** REQUIREMENTS **
Edit the car data notebook below by rewriting it from "# Lets create" up to and including "return random.randint(10000, 50000)", with "synthetic" changed to "simulated".

** TEXT TO READ **
·····
In [22]:
import pandas as pd
import numpy as np
import warnings
import matplotlib.pyplot as plt
import seaborn as sns
from functions import train_val
import pickle
import random

# Lets create synthetic Car Observations

In [78]:
df = pd.read_csv('final_scout_not_dummy.csv')
df = df.sample(10000)

In [79]:
random.seed=42
def generate_random_km():
    return random.randint(10000, 50000)
def generate_random_age():
    return random.randint(0, 4)

df['km'] = df['km'].apply(lambda x: generate_random_km())
df['age'] = df['age'].apply(lambda x: generate_random_age())

df.head(3)

Unnamed: 0,make_model,body_type,price,vat,km,Type,Fuel,Gears,Comfort_Convenience,Entertainment_Media,Extras,Safety_Security,age,Previous_Owners,hp_kW,Inspection_new,Paint_Type,Upholstery_type,Gearing_Type,Displacement_cc,Weight_kg,Drive_chain,cons_comb
11802,Opel Insignia,Sedans,23716,VAT deductible,37962,New,Diesel,6.0,"Air conditioning,Armrest,Cruise control,Electr...","Bluetooth,Hands-free equipment,On-board comput...",Alloy wheels,"ABS,Central door lock,Daytime running lights,D...",2,1.0,100.0,0,Metallic,Cloth,Automatic,1598.0,1441.0,front,5.0
5898,Opel Astra,Station wagon,13990,VAT deductible,45507,Used,Diesel,6.0,"Air conditioning,Cruise control,Electrical sid...","Bluetooth,Hands-free equipment,On-board comput...",Roof rack,"ABS,Central door lock with remote control,Dayt...",4,1.0,100.0,0,Metallic,Cloth,Automatic,1598.0,1425.0,front,4.5
9026,Opel Corsa,Sedans,7800,VAT deductible,16983,Used,Benzine,5.0,"Air conditioning,Cruise control,Electrical sid...","Bluetooth,CD player,Hands-free equipment,On-bo...","Alloy wheels,Touch screen,Voice Control","ABS,Central door lock with remote control,Driv...",2,1.0,66.0,0,Metallic,Cloth,Manual,1398.0,1163.0,front,5.1


# Applying data Transformations

In [80]:
categorical_features = df.select_dtypes(include='object').columns
numerical_features = df.select_dtypes(include='number').columns

def convert_specs_to_scores(df, cols, bonus_points_dict):
    
    for col in cols:
        df[col] = df[col].str.split(',').apply(lambda specs: sum(2 if spec.strip() in bonus_points_dict.get(col, []) else 1 for spec in specs))
·····
** EXTRACTED RECORDS **
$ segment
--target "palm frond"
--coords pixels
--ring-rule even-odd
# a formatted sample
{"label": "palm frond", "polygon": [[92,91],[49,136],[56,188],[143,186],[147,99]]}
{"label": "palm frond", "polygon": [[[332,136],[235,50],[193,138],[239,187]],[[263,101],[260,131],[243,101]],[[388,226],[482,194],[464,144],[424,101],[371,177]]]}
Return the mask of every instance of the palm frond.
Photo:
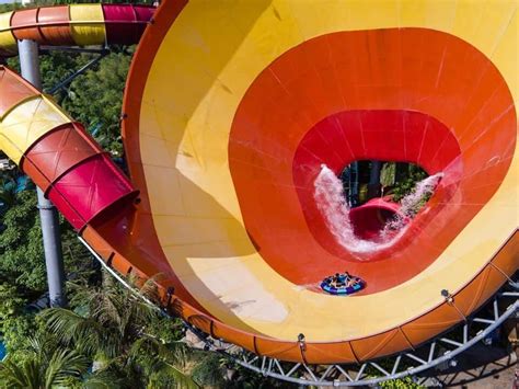
{"label": "palm frond", "polygon": [[88,353],[95,352],[102,346],[105,330],[95,320],[83,318],[64,308],[50,308],[41,314],[46,320],[48,329],[66,345],[82,344]]}
{"label": "palm frond", "polygon": [[69,377],[80,377],[88,367],[86,358],[73,350],[57,350],[45,371],[45,388],[65,385]]}
{"label": "palm frond", "polygon": [[39,389],[43,387],[43,368],[35,358],[21,366],[11,361],[0,364],[0,382],[8,389]]}

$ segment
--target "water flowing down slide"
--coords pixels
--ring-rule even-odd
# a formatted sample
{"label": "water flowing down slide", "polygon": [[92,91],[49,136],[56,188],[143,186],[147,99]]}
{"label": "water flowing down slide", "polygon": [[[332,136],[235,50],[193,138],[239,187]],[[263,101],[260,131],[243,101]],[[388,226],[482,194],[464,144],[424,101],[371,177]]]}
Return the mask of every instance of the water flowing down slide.
{"label": "water flowing down slide", "polygon": [[[111,266],[160,274],[163,305],[214,337],[315,364],[390,355],[461,322],[518,270],[517,7],[166,0],[125,92],[131,181],[7,68],[0,146]],[[1,16],[2,50],[101,44],[151,18],[59,9],[59,22],[53,8]],[[350,250],[315,180],[368,159],[441,180],[389,244]],[[366,288],[315,287],[344,271]]]}

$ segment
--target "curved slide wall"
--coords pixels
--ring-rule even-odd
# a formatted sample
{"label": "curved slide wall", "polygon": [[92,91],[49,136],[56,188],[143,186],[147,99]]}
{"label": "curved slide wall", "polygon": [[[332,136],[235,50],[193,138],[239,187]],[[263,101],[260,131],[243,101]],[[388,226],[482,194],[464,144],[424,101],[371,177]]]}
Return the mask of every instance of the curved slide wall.
{"label": "curved slide wall", "polygon": [[[118,175],[94,185],[117,205],[74,226],[123,274],[160,274],[170,309],[257,354],[347,363],[415,347],[518,268],[517,23],[512,2],[165,1],[125,95],[140,203]],[[16,150],[23,169],[47,161]],[[359,256],[312,193],[322,163],[361,159],[443,179],[397,242]],[[344,270],[362,294],[315,290]]]}

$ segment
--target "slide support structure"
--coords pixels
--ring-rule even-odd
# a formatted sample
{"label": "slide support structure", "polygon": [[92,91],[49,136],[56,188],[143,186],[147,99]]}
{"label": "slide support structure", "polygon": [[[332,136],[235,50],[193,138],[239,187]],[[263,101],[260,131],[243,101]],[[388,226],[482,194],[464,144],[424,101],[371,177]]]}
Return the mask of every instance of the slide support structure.
{"label": "slide support structure", "polygon": [[[37,89],[42,89],[39,73],[38,44],[34,41],[23,39],[18,42],[20,53],[20,67],[22,77]],[[54,204],[45,197],[44,192],[37,187],[39,218],[42,220],[42,234],[45,251],[45,265],[47,268],[47,284],[51,307],[65,307],[65,271],[61,240],[59,237],[58,213]]]}

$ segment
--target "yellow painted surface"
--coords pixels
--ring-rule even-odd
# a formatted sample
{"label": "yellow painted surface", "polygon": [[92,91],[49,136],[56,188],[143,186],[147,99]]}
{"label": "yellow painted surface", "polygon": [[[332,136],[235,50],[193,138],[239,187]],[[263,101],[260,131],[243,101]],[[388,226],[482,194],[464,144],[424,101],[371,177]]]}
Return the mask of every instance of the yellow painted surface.
{"label": "yellow painted surface", "polygon": [[101,4],[71,4],[72,38],[78,46],[102,45],[106,41]]}
{"label": "yellow painted surface", "polygon": [[440,304],[439,290],[459,290],[517,228],[516,148],[492,202],[432,265],[392,289],[355,298],[314,294],[273,271],[250,242],[227,149],[235,110],[249,85],[304,39],[399,26],[440,30],[471,43],[497,66],[517,105],[516,1],[275,0],[209,7],[195,0],[164,38],[140,113],[140,151],[153,220],[183,284],[226,323],[291,341],[299,333],[311,342],[379,333]]}
{"label": "yellow painted surface", "polygon": [[15,52],[16,39],[10,30],[11,15],[12,12],[0,13],[0,47],[4,50]]}
{"label": "yellow painted surface", "polygon": [[71,119],[43,95],[25,100],[0,122],[0,149],[19,163],[23,153],[43,135]]}

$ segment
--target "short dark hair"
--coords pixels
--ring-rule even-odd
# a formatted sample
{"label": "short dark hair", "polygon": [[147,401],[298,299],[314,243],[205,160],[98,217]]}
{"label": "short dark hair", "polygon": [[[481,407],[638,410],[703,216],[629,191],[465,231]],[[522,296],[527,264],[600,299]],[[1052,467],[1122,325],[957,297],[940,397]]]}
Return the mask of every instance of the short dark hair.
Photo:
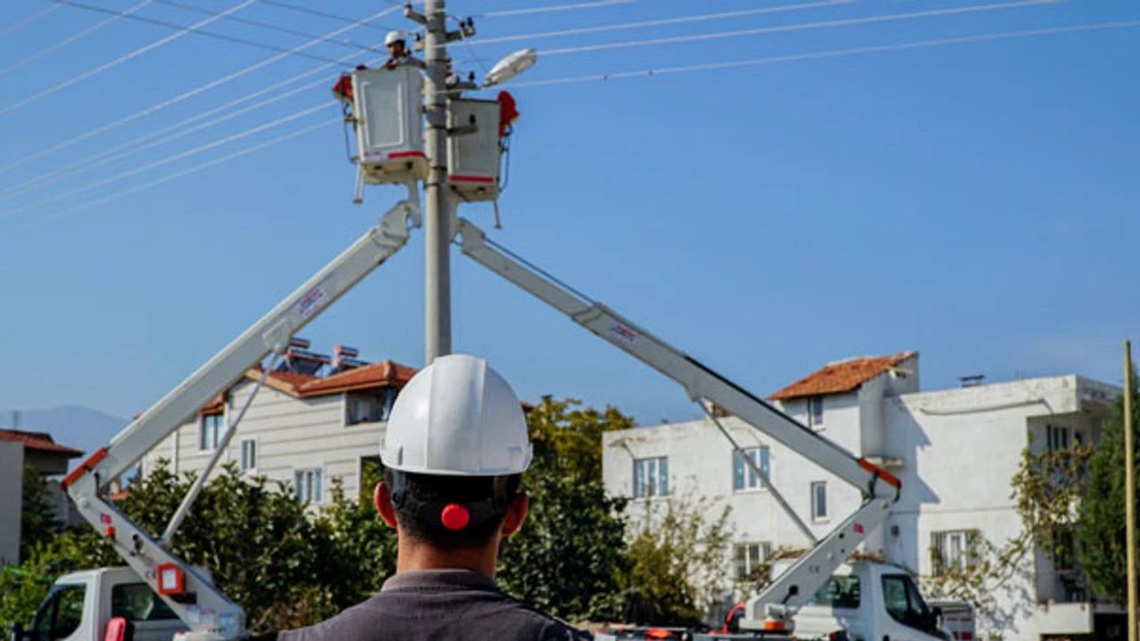
{"label": "short dark hair", "polygon": [[[482,547],[490,543],[519,495],[522,474],[448,477],[384,470],[400,527],[408,536],[440,549]],[[443,526],[443,508],[451,503],[470,513],[466,527],[456,530]]]}

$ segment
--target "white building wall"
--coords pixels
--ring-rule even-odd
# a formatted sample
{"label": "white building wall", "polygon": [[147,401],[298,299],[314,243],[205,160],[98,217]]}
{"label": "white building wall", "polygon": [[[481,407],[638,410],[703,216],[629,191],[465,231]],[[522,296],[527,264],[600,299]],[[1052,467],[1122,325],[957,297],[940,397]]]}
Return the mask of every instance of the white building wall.
{"label": "white building wall", "polygon": [[24,497],[24,446],[0,440],[0,565],[19,562],[19,513]]}
{"label": "white building wall", "polygon": [[[253,387],[253,381],[243,381],[230,390],[227,422],[241,409]],[[378,456],[384,423],[345,425],[344,403],[343,393],[296,398],[262,387],[220,463],[239,464],[242,440],[255,439],[258,464],[251,473],[292,484],[295,470],[319,468],[324,476],[323,502],[332,498],[333,479],[343,482],[348,496],[356,496],[360,489],[360,459]],[[202,470],[213,452],[198,447],[199,421],[195,417],[156,446],[147,455],[145,469],[161,457],[177,461],[180,473]]]}

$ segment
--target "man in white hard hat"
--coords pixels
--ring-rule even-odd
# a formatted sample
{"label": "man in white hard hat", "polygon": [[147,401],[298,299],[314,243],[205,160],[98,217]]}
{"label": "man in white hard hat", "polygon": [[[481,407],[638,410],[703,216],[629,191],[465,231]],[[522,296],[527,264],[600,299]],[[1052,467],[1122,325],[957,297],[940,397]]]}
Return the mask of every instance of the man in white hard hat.
{"label": "man in white hard hat", "polygon": [[402,31],[389,31],[384,36],[384,47],[388,48],[388,62],[384,68],[396,68],[407,64],[412,54],[408,51],[408,36]]}
{"label": "man in white hard hat", "polygon": [[392,407],[374,502],[396,528],[396,576],[380,593],[282,641],[591,636],[495,585],[499,544],[527,517],[531,447],[519,398],[472,356],[437,358]]}

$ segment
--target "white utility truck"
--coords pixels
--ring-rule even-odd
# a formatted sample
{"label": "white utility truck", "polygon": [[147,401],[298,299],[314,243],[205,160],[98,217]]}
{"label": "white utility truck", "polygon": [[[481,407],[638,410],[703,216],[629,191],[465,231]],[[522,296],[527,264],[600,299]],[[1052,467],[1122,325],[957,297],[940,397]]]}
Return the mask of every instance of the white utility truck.
{"label": "white utility truck", "polygon": [[186,625],[130,568],[71,573],[56,579],[17,641],[104,641],[112,619],[133,630],[133,641],[170,641]]}
{"label": "white utility truck", "polygon": [[[358,200],[359,185],[364,182],[402,184],[408,190],[408,198],[391,208],[376,227],[367,230],[264,317],[153,407],[140,414],[116,435],[107,447],[96,451],[63,481],[78,512],[103,534],[138,581],[154,591],[158,600],[182,623],[185,632],[176,635],[180,641],[215,641],[249,636],[245,612],[242,608],[226,598],[202,570],[174,557],[170,552],[170,544],[211,470],[227,451],[237,423],[261,389],[266,376],[290,348],[294,334],[396,254],[407,244],[412,230],[420,226],[418,180],[425,177],[427,165],[426,162],[421,162],[424,155],[423,139],[420,136],[423,113],[421,82],[418,71],[410,67],[358,70],[349,74],[348,83],[351,91],[344,92],[344,99],[351,107],[347,121],[353,124],[358,141],[358,153],[353,160],[361,167],[358,173]],[[504,131],[510,130],[510,121],[518,115],[513,112],[513,100],[508,105],[502,95],[500,100],[503,102],[498,105],[492,100],[472,100],[470,108],[463,112],[466,114],[464,122],[456,123],[456,127],[449,129],[449,165],[471,168],[474,173],[474,176],[449,177],[453,204],[498,197],[497,168],[503,152],[499,140]],[[450,102],[459,100],[453,98]],[[508,106],[511,108],[507,108]],[[508,115],[511,113],[514,115]],[[498,245],[489,240],[482,229],[458,217],[457,206],[451,206],[448,216],[447,229],[451,234],[453,242],[475,262],[673,379],[702,408],[707,409],[712,405],[723,408],[860,489],[863,496],[861,506],[780,575],[767,590],[750,599],[739,620],[743,631],[766,633],[789,631],[797,609],[808,602],[868,534],[887,517],[901,492],[898,479],[879,465],[853,455],[800,424],[758,396],[650,334],[612,309],[586,298]],[[165,532],[155,536],[142,530],[107,497],[111,484],[201,407],[258,366],[261,367],[261,376],[253,393],[227,425],[213,456],[172,516]],[[740,446],[732,440],[714,413],[709,412],[709,417],[739,451]],[[751,459],[747,456],[743,459],[755,469]],[[755,471],[757,476],[764,478],[758,469]],[[779,493],[774,488],[769,489],[784,505],[790,518],[811,536],[807,526],[787,506],[787,502]],[[814,537],[811,539],[814,541]],[[104,576],[112,576],[111,570],[99,571],[104,573]],[[96,575],[98,574],[97,571]],[[880,587],[868,586],[868,590],[879,591]],[[112,593],[113,591],[112,586]],[[99,590],[92,590],[84,597],[82,614],[79,616],[75,630],[92,630],[99,635],[104,632],[99,630],[100,626],[112,624],[104,623],[107,620],[105,614],[111,610],[101,605],[104,601],[96,600],[96,592],[101,593]],[[913,591],[913,594],[918,597],[917,591]],[[111,598],[111,595],[99,597],[99,599]],[[66,611],[74,612],[76,605],[68,603]],[[52,612],[63,611],[59,610],[58,602],[51,607],[56,608],[51,610]],[[57,617],[57,614],[51,616]],[[33,627],[39,622],[38,618]],[[119,626],[123,622],[114,623]],[[904,638],[919,641],[938,636],[934,633],[922,633],[917,627],[906,630],[911,632],[903,635]],[[41,638],[33,636],[33,639]],[[72,634],[49,635],[47,639],[88,641],[92,638]],[[876,638],[874,641],[880,641],[880,638]]]}

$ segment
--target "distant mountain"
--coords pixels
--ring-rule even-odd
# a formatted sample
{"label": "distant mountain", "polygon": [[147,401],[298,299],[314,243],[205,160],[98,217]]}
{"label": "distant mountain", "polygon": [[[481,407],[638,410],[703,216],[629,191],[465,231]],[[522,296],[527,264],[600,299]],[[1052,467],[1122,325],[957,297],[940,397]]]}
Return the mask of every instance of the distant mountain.
{"label": "distant mountain", "polygon": [[[0,428],[13,428],[13,411],[0,411]],[[60,445],[91,452],[107,445],[129,421],[82,405],[51,409],[19,409],[19,429],[48,432]],[[74,460],[73,463],[81,461]]]}

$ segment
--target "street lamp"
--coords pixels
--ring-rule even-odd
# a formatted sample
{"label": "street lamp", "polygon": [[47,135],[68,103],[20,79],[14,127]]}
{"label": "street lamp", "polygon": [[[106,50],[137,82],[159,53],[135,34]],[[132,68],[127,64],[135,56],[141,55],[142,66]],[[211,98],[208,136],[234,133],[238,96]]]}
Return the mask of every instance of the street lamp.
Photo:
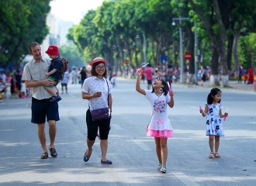
{"label": "street lamp", "polygon": [[[173,18],[172,26],[175,26],[175,20],[179,20],[179,46],[180,46],[180,60],[181,60],[181,83],[184,83],[184,62],[183,62],[183,43],[182,43],[182,20],[189,20],[189,18]],[[197,27],[195,21],[195,84],[197,84],[197,68],[198,68],[198,40],[197,40]]]}
{"label": "street lamp", "polygon": [[182,43],[182,20],[189,20],[189,18],[173,18],[172,26],[175,26],[175,20],[179,21],[179,57],[181,61],[181,83],[184,84],[184,61],[183,61],[183,43]]}

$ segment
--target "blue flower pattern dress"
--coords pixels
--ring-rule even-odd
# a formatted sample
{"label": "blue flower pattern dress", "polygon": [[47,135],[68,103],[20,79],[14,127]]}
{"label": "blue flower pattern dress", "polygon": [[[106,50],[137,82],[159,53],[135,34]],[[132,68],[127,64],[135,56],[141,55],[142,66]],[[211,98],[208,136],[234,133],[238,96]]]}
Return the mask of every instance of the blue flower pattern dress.
{"label": "blue flower pattern dress", "polygon": [[220,111],[223,106],[217,105],[208,105],[208,112],[206,114],[206,136],[213,135],[224,136],[224,131],[221,124]]}

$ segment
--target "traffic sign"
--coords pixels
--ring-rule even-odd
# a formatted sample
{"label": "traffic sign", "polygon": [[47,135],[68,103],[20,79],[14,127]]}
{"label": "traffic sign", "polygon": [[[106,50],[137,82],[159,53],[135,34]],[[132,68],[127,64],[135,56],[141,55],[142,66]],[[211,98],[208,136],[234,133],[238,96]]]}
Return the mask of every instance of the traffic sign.
{"label": "traffic sign", "polygon": [[191,60],[192,58],[192,53],[190,52],[186,52],[184,53],[184,59],[185,60]]}

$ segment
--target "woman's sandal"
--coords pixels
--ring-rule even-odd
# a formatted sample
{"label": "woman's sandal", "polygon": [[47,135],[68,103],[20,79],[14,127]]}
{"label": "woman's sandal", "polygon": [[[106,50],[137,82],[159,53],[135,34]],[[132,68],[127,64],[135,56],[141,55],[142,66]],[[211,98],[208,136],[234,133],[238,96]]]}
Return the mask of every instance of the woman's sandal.
{"label": "woman's sandal", "polygon": [[166,170],[167,170],[167,168],[166,168],[165,165],[162,165],[162,167],[161,167],[161,169],[160,170],[160,171],[161,171],[161,173],[164,174],[164,173],[166,173]]}
{"label": "woman's sandal", "polygon": [[214,157],[216,158],[220,158],[220,155],[218,153],[215,153]]}
{"label": "woman's sandal", "polygon": [[158,171],[160,171],[161,169],[162,168],[162,165],[163,165],[163,164],[158,164],[158,167],[157,167],[157,170],[158,170]]}
{"label": "woman's sandal", "polygon": [[86,153],[87,153],[88,150],[86,150],[86,152],[85,153],[85,155],[84,155],[84,161],[85,162],[88,162],[92,156],[92,153],[91,153],[91,155],[90,156],[86,156]]}
{"label": "woman's sandal", "polygon": [[209,153],[209,159],[212,159],[212,158],[213,158],[215,157],[215,153],[213,153],[213,152],[211,152],[210,153]]}

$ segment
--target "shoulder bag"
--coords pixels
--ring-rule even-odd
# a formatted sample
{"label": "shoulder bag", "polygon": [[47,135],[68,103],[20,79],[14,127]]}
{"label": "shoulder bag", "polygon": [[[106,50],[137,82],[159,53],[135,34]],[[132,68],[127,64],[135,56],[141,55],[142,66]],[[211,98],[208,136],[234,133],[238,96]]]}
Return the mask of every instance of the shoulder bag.
{"label": "shoulder bag", "polygon": [[[109,105],[109,83],[105,78],[108,86],[108,105]],[[93,122],[100,121],[103,119],[109,119],[109,107],[99,108],[95,110],[90,110]]]}

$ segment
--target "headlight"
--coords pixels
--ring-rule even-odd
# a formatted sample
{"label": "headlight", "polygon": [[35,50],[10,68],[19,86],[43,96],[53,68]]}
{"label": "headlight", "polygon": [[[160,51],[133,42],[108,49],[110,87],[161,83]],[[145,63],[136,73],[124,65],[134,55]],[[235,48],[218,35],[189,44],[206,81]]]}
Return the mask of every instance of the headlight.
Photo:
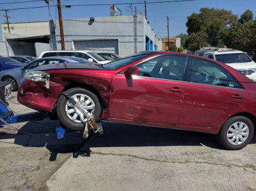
·····
** ANSWER FOR THIS EXERCISE **
# Lets create simulated Car Observations

In [78]:
df = pd.read_csv('final_scout_not_dummy.csv')
df = df.sample(10000)

In [79]:
random.seed=42
def generate_random_km():
    return random.randint(10000, 50000)